What this task involves ::
Exactly and only the lines from the one containing "form: [194, 67]." through the close of the entries below are to be set down.

A block of data ::
******************************
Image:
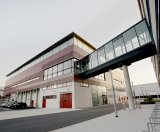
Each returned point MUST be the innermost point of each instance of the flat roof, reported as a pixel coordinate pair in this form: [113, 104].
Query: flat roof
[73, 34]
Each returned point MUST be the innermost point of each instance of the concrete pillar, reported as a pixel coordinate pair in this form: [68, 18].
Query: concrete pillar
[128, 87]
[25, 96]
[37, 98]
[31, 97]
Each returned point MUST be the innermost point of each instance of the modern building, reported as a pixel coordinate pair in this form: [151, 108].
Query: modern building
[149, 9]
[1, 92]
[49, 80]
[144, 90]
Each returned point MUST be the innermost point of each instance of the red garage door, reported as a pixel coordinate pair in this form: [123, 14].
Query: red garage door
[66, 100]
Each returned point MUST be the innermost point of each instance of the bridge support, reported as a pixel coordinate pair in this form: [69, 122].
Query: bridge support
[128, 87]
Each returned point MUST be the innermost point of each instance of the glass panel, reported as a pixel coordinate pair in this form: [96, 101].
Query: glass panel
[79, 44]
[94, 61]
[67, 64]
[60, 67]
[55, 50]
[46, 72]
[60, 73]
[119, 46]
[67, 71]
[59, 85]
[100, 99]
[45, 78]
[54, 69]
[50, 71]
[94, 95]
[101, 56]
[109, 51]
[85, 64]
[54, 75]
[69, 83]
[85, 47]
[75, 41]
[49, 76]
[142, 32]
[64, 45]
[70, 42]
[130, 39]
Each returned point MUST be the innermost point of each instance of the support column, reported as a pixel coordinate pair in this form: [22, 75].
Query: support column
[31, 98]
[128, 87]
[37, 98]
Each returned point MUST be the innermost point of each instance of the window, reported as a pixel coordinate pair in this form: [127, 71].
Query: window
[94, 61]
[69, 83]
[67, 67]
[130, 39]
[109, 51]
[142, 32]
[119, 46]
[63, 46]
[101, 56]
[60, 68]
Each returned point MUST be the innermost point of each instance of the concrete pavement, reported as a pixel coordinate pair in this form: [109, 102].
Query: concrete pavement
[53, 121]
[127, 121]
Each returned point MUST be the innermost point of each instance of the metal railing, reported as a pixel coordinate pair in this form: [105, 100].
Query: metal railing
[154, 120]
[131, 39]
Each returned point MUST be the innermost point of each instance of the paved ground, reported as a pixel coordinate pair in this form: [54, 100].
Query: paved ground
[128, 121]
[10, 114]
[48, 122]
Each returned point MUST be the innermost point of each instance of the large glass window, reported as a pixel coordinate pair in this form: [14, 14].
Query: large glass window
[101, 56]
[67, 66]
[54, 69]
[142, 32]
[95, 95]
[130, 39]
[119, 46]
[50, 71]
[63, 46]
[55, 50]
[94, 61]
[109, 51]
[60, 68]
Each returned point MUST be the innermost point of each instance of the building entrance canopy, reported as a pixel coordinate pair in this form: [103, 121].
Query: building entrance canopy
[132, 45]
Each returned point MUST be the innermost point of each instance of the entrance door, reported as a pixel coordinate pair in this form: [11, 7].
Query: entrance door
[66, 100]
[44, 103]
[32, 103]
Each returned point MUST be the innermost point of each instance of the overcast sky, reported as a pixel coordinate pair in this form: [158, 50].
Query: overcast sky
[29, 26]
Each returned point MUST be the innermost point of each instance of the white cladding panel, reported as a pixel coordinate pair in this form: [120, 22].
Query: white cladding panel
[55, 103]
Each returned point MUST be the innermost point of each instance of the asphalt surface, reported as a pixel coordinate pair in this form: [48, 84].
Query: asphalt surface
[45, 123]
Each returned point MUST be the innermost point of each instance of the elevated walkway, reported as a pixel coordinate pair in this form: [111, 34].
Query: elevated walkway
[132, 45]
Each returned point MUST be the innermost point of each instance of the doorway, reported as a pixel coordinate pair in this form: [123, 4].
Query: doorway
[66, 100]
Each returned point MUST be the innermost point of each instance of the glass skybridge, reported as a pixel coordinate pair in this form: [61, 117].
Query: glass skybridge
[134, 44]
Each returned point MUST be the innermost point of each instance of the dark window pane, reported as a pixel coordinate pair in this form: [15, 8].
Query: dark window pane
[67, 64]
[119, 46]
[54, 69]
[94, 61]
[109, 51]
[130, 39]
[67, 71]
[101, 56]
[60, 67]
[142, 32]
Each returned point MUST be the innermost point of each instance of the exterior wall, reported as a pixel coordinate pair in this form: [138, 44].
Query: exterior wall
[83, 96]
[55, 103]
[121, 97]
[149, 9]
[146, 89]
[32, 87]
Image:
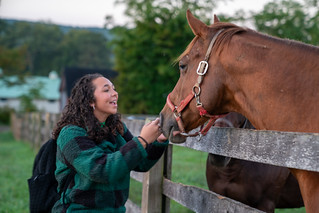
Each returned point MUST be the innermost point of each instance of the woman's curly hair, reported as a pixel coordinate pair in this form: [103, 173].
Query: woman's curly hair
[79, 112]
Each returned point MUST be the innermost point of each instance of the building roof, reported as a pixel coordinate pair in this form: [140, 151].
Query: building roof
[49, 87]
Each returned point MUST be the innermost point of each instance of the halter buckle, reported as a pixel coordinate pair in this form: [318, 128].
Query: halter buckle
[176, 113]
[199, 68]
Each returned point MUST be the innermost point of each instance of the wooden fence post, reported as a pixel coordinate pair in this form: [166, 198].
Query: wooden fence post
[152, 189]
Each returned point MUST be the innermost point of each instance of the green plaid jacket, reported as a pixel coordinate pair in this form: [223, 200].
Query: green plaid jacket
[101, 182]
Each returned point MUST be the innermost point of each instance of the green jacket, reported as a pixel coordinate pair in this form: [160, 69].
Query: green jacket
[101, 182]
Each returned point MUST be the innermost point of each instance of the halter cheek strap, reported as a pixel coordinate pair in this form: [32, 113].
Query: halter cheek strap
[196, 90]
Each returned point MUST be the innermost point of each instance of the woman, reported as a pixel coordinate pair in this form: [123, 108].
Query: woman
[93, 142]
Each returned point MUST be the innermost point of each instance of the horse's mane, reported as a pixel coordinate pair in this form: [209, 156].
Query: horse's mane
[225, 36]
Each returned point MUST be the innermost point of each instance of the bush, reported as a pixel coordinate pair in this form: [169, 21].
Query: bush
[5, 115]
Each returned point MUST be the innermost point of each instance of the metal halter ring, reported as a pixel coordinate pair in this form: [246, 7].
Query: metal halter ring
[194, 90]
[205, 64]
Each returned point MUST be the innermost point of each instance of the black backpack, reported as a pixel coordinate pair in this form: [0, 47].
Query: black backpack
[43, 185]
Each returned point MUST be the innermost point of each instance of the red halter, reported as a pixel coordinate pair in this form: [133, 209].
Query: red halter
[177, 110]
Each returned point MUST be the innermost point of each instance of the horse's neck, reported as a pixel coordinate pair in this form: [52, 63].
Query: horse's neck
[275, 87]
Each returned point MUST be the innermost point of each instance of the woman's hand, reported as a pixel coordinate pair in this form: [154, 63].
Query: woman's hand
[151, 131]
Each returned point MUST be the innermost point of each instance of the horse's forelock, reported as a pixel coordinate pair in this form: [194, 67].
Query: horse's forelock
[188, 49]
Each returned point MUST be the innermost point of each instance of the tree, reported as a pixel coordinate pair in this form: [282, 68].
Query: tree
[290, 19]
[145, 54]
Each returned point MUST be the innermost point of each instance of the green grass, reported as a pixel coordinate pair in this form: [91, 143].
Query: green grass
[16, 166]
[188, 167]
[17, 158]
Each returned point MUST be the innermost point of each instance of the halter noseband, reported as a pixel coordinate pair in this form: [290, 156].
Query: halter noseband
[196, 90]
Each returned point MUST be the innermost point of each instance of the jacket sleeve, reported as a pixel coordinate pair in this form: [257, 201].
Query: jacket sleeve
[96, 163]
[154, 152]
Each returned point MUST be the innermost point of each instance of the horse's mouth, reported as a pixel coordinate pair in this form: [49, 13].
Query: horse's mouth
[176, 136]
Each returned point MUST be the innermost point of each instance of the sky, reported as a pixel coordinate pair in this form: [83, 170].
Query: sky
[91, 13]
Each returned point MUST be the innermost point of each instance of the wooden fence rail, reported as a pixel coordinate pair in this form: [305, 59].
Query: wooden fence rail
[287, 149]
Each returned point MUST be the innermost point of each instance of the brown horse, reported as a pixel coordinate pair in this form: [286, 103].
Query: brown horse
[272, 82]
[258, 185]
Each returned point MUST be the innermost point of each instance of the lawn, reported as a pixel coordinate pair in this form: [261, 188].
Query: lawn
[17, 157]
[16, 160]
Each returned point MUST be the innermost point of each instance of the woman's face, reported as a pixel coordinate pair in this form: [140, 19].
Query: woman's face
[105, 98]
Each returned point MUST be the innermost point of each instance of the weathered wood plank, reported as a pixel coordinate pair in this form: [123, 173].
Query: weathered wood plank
******************************
The reply ::
Each returned point MUST be the innermost point of each instance of the horse's forelock, reported as a pixel coordinate pair in this form: [194, 67].
Query: horse's forelock
[188, 49]
Each returned point MUST be the innermost point of each instance of the tree, reported as a pixel coordinate pair in this form: [282, 68].
Query: tree
[290, 19]
[145, 54]
Each returned point MUST be the innermost point of each instance of the green grass, reported as a pixel coordinate pair in this form: [91, 143].
Query: green grass
[16, 166]
[188, 167]
[17, 158]
Each returned point MUST be the innermost point of each instance of the halter noseband, reported as a pixel coordinate pair in this form: [290, 156].
Query: halter noseband
[196, 90]
Each returned point MUST be the innermost point of each instance of the jacket sleeve, reported as a pixel coordinate pair in this form: [257, 201].
Query: jacket sleeve
[96, 163]
[154, 152]
Each returned point MUST be the innermost point of each instance of the horse's mouth, reported as a pixel coordinate pair in this form: [49, 13].
Query: horse's mouth
[176, 136]
Each returned point MUST be the innermost point of each instance of the sky, reported as a pixel coordinate pair in this form: [83, 170].
Query: sky
[91, 13]
Each returned point MUST be the innermost point of each instance of the wooden fence rail, reported as a pixel coordinate pair in this form: [305, 59].
Query: wooden fence rail
[287, 149]
Each returned point MUST be the innermost point of each instance of the brown horse, reported as a pixel coordinate pair in this form: [286, 103].
Query: brown horse
[272, 82]
[258, 185]
Each returned point MUST be the innermost point of each instance of the lawn, reported as a pixel coordinate pair in this form: [261, 188].
Query: lawn
[17, 157]
[16, 160]
Each returned point MUST be the innermost point of each instance of the woman's face, reported as a pixel coordinate pair in this form: [140, 19].
Query: woman's face
[105, 98]
Each returned point MUST be the innermost point of each instance of the weathered wood plank, reported as a pixel coordinate pair in this form: [123, 173].
Query: weathered wood plank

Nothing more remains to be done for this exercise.